[Raw records]
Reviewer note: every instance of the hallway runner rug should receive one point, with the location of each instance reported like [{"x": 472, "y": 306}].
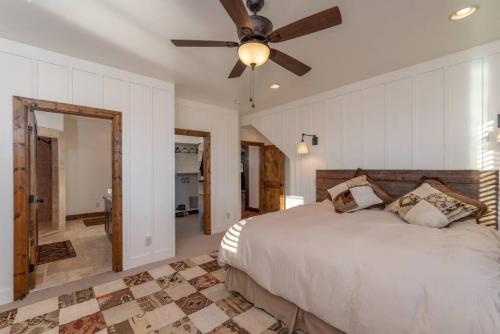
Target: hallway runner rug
[{"x": 55, "y": 252}]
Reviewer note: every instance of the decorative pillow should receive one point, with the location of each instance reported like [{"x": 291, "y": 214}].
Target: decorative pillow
[
  {"x": 433, "y": 204},
  {"x": 354, "y": 194}
]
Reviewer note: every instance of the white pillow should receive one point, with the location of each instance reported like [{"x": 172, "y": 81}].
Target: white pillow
[{"x": 354, "y": 194}]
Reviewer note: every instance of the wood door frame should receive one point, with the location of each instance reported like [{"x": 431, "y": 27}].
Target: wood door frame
[
  {"x": 246, "y": 144},
  {"x": 262, "y": 190},
  {"x": 207, "y": 174},
  {"x": 21, "y": 105}
]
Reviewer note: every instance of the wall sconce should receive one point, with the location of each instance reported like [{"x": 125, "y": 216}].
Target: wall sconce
[{"x": 302, "y": 147}]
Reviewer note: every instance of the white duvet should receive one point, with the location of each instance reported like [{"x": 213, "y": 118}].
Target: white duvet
[{"x": 370, "y": 272}]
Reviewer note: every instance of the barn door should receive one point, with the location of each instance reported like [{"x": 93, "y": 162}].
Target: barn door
[
  {"x": 33, "y": 198},
  {"x": 273, "y": 179}
]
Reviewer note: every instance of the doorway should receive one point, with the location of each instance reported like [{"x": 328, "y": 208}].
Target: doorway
[
  {"x": 192, "y": 183},
  {"x": 36, "y": 152},
  {"x": 251, "y": 169},
  {"x": 272, "y": 190}
]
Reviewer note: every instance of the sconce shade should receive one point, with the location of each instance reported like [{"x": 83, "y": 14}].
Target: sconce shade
[{"x": 302, "y": 148}]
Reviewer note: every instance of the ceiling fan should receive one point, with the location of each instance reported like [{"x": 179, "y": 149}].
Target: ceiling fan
[{"x": 256, "y": 32}]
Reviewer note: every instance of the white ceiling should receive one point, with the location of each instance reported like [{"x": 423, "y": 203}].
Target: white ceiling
[{"x": 377, "y": 36}]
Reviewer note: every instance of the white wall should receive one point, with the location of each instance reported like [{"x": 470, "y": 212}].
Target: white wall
[
  {"x": 148, "y": 128},
  {"x": 249, "y": 133},
  {"x": 88, "y": 157},
  {"x": 50, "y": 120},
  {"x": 223, "y": 124},
  {"x": 428, "y": 116},
  {"x": 253, "y": 176}
]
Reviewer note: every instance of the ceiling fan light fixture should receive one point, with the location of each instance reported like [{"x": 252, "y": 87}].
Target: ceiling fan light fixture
[
  {"x": 254, "y": 53},
  {"x": 464, "y": 12}
]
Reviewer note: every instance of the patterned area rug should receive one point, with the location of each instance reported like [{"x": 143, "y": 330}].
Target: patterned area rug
[
  {"x": 181, "y": 298},
  {"x": 94, "y": 221},
  {"x": 55, "y": 252}
]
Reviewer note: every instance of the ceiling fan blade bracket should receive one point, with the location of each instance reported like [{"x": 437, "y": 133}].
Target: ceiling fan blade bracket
[{"x": 289, "y": 63}]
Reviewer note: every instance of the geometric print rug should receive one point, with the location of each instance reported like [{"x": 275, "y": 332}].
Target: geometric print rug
[
  {"x": 184, "y": 297},
  {"x": 55, "y": 251}
]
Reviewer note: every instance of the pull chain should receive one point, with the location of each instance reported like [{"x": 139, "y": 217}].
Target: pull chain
[{"x": 252, "y": 87}]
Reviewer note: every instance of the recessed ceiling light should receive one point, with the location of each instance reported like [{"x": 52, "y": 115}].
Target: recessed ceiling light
[{"x": 464, "y": 12}]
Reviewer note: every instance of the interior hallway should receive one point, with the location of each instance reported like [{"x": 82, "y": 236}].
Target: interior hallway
[
  {"x": 93, "y": 255},
  {"x": 190, "y": 242}
]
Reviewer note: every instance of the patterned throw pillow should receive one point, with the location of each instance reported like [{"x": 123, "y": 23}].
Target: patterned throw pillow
[
  {"x": 433, "y": 204},
  {"x": 354, "y": 194}
]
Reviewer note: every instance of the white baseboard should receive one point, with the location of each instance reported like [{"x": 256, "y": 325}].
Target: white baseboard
[
  {"x": 6, "y": 296},
  {"x": 148, "y": 258}
]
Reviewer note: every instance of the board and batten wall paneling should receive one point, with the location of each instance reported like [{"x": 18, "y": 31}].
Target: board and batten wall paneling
[
  {"x": 147, "y": 106},
  {"x": 399, "y": 120},
  {"x": 440, "y": 114},
  {"x": 223, "y": 125}
]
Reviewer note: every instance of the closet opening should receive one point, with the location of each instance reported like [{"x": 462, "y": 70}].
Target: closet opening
[{"x": 192, "y": 184}]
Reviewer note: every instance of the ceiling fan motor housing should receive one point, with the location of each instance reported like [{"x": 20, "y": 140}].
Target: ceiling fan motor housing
[
  {"x": 255, "y": 5},
  {"x": 262, "y": 26}
]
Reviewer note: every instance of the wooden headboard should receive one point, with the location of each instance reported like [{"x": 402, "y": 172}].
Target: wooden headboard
[{"x": 480, "y": 185}]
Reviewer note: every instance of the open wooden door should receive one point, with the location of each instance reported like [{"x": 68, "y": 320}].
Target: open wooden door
[
  {"x": 272, "y": 197},
  {"x": 25, "y": 199},
  {"x": 33, "y": 198}
]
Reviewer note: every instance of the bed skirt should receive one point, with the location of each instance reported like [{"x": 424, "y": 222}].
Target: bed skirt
[{"x": 290, "y": 314}]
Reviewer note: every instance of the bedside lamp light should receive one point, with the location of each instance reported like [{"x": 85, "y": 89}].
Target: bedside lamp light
[{"x": 302, "y": 147}]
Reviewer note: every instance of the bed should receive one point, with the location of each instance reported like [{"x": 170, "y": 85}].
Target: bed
[{"x": 370, "y": 272}]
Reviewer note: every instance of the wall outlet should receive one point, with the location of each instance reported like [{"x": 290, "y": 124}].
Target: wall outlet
[{"x": 148, "y": 240}]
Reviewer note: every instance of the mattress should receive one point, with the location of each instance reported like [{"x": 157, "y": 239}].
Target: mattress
[{"x": 370, "y": 272}]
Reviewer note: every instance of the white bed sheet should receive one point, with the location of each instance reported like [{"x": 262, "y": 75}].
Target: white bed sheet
[{"x": 369, "y": 272}]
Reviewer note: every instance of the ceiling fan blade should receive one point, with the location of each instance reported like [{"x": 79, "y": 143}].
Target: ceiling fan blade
[
  {"x": 238, "y": 13},
  {"x": 290, "y": 63},
  {"x": 195, "y": 43},
  {"x": 238, "y": 70},
  {"x": 319, "y": 21}
]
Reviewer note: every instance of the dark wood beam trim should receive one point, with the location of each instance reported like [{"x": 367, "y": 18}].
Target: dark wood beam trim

-- DESCRIPTION OF THE TASK --
Reproduce the data from the line with "Reviewer note: every instance of the wall outlet" through the end of the data, replacing "Reviewer note" with "Annotator note" and leaving everything else unchanged.

-- SOLUTION FOR THIS TASK --
Annotator note: every instance of the wall outlet should receive one point, with the location of each instance reported like [{"x": 290, "y": 124}].
Target: wall outlet
[{"x": 148, "y": 240}]
Annotator note: every instance of the mattress should receive one point, with the location of each instance reported like [{"x": 157, "y": 239}].
Target: mattress
[{"x": 370, "y": 272}]
Annotator note: every instance of the white bed sheet should receive one point, with the location of each instance reported like [{"x": 262, "y": 75}].
Target: white bed sheet
[{"x": 369, "y": 272}]
Annotator note: every instance of the ceiling fan blade should receive one point, with the location of each instance reported like [{"x": 79, "y": 143}].
Target: ceiling fan blade
[
  {"x": 238, "y": 13},
  {"x": 290, "y": 63},
  {"x": 195, "y": 43},
  {"x": 238, "y": 70},
  {"x": 319, "y": 21}
]
Annotator note: every instance of the dark wood beam trim should receive one point, with the location of each instance reported like [{"x": 367, "y": 18}].
Target: dark wood beam trim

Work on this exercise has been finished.